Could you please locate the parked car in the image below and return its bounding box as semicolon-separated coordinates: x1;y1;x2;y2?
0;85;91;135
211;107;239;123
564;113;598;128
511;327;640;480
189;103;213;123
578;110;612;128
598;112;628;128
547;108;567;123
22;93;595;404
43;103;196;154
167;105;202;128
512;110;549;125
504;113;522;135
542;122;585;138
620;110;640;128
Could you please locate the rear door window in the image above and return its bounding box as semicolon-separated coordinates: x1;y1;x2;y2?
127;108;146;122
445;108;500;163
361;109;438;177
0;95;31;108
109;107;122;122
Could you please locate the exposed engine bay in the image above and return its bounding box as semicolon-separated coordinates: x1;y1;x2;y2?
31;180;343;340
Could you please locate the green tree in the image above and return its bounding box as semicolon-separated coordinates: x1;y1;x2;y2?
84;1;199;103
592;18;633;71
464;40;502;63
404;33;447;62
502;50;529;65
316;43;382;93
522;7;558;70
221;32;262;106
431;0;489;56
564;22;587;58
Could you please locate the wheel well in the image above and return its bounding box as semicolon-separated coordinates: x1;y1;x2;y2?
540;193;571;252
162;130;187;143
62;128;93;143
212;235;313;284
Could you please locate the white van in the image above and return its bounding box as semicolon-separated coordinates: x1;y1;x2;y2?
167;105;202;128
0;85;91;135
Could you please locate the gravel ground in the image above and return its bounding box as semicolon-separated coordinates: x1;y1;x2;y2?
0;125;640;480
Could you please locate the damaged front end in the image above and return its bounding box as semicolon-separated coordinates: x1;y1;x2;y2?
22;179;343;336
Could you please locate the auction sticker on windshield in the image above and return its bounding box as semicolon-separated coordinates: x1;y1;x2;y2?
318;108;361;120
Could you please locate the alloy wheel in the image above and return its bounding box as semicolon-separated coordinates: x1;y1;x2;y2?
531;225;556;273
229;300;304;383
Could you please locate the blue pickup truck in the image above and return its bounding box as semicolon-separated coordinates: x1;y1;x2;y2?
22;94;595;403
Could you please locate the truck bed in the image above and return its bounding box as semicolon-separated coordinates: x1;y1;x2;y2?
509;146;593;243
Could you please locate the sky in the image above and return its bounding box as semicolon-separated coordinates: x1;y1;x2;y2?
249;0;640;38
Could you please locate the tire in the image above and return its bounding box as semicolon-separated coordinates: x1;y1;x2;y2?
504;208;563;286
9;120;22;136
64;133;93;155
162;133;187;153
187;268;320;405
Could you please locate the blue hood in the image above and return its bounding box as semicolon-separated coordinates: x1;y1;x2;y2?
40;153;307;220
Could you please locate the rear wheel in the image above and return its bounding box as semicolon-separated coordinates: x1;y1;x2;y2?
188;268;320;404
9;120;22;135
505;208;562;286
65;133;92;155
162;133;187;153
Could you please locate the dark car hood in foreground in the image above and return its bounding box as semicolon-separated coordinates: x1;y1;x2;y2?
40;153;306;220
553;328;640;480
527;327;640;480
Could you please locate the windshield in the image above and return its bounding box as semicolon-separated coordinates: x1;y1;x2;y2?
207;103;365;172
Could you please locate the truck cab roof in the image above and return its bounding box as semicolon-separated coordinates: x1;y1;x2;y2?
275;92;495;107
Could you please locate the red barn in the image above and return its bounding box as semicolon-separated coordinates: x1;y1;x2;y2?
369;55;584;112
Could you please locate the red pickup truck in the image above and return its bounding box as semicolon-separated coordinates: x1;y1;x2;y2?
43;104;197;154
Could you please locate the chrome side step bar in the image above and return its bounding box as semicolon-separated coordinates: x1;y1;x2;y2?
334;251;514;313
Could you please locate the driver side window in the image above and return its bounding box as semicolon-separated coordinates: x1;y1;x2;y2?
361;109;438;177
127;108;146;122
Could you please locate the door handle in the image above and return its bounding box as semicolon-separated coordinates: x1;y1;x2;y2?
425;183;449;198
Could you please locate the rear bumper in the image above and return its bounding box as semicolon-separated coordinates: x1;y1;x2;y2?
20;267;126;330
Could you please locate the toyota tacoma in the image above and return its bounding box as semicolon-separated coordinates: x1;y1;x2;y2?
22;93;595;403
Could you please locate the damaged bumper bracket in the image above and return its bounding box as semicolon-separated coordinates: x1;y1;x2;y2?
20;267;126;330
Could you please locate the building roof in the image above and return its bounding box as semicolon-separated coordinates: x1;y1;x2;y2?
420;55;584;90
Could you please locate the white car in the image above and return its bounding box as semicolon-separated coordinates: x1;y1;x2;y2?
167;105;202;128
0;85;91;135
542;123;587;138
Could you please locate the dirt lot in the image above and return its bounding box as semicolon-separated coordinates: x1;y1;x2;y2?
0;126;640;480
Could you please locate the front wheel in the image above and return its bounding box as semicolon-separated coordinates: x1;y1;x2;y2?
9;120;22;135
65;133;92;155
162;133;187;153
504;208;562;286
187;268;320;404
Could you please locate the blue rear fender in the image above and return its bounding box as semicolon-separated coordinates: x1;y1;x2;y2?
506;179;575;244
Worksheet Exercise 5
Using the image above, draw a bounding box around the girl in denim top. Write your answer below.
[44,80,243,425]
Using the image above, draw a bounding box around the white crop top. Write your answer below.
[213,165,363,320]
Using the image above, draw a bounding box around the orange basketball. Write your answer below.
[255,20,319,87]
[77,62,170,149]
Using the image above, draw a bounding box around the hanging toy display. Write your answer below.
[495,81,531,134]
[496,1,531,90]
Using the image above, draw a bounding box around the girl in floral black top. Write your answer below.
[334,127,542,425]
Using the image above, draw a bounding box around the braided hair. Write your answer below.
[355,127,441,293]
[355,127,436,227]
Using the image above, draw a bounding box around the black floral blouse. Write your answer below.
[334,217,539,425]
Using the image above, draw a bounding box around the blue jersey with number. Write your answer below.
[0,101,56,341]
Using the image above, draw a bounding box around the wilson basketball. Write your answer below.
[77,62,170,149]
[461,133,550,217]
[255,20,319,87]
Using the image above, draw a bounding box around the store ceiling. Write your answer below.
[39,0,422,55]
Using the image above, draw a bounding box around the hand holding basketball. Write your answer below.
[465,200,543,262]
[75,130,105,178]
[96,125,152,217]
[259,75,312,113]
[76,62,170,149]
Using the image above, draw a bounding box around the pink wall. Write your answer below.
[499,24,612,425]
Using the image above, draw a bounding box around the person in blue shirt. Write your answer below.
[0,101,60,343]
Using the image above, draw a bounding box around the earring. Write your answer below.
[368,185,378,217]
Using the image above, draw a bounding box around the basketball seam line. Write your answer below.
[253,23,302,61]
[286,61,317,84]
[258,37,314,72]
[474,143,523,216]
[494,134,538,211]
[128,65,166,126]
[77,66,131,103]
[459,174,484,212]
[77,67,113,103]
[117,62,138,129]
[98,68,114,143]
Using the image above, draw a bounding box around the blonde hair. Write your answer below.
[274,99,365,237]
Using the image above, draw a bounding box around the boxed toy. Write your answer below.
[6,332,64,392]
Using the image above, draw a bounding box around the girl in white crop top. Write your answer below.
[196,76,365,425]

* EXERCISE GOAL
Rewrite the rows from the beginning through the line that contains "229;300;304;383", changing "exposed engine bay" to "open engine compartment" and leaving everything else as it is.

* FINAL RESULT
Could you please locate the parked car in the image below and return its bounding box as semicolon-separated coordinates: x1;y1;x2;y2?
0;85;91;135
211;107;239;123
564;113;598;128
511;327;640;480
189;103;213;123
578;110;612;128
598;112;628;128
547;108;567;123
22;93;595;404
43;103;196;154
167;105;202;128
512;110;549;125
504;113;522;135
542;122;585;138
620;110;640;128
Could you please locate the rear door window in the image above and return its bounding box as semicolon-separated coordinates: x1;y1;x2;y2?
127;108;146;122
445;108;500;163
361;109;438;177
0;95;31;108
109;107;122;122
Could you please locate the open engine compartment in the image above and return its bounding box as semicolon-separated coordinates: x1;y1;x2;y2?
31;180;343;340
Could you please locate the green tree in the image above and return its bounding box as semicolon-separated coordinates: x1;y1;x2;y2?
84;1;199;103
592;18;633;71
464;40;502;63
404;33;447;62
502;50;529;65
316;43;382;93
522;7;558;70
221;32;262;106
431;0;489;56
564;22;587;58
Could you please locate the wheel well in the image above and return its bounding box as semicolon-separated coordinates: x1;y1;x2;y2?
540;193;571;252
162;130;187;143
62;128;93;143
212;235;313;284
Could you please locate the white van in the image above and return its bounding box as semicolon-separated coordinates: x1;y1;x2;y2?
167;105;202;128
0;85;91;135
Could you please locate the gravel ground in the image above and return its bounding box as semicolon-separated coordinates: x1;y1;x2;y2?
0;125;640;480
Could you please locate the damaged front end in the image above and return its bounding box as semicolon-separated coordinates: x1;y1;x2;y2?
22;179;343;336
Could you please locate the auction sticker on windshield in the image above and return its bounding box as semicolon-separated coordinates: x1;y1;x2;y2?
318;108;361;120
Could you please locate the alloy wheel in the image above and return its bounding box as semicolon-separated coordinates: x1;y1;x2;y2?
531;225;556;273
229;300;304;383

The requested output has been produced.